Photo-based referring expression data
---
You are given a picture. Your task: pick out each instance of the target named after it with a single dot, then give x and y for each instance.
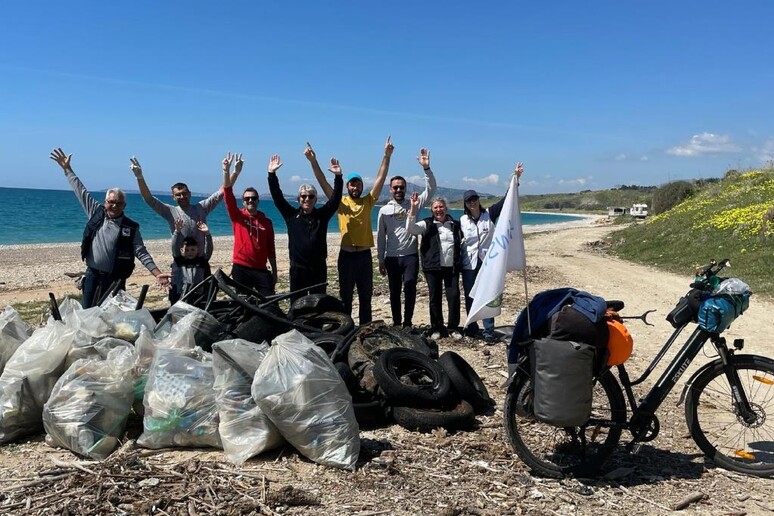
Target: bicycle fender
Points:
(709, 365)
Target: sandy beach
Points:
(471, 467)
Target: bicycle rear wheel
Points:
(722, 434)
(555, 452)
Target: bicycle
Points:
(727, 404)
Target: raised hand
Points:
(62, 159)
(424, 158)
(135, 167)
(335, 167)
(519, 170)
(274, 163)
(309, 153)
(414, 203)
(227, 161)
(388, 147)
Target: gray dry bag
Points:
(563, 380)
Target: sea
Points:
(36, 216)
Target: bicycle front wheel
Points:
(717, 427)
(555, 452)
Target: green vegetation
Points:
(729, 218)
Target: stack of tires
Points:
(396, 374)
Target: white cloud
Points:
(703, 144)
(766, 153)
(578, 181)
(491, 179)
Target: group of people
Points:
(449, 248)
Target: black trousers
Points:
(356, 269)
(438, 281)
(402, 274)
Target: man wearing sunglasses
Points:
(253, 234)
(307, 227)
(355, 264)
(111, 240)
(396, 248)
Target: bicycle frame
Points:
(643, 413)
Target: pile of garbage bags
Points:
(82, 377)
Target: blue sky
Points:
(587, 94)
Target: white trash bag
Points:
(298, 387)
(244, 429)
(13, 331)
(29, 377)
(179, 401)
(89, 405)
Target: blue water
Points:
(30, 216)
---
Show each line in the entries that holds the string "white".

> RESPONSE AREA
Target: white cloud
Target: white trash bag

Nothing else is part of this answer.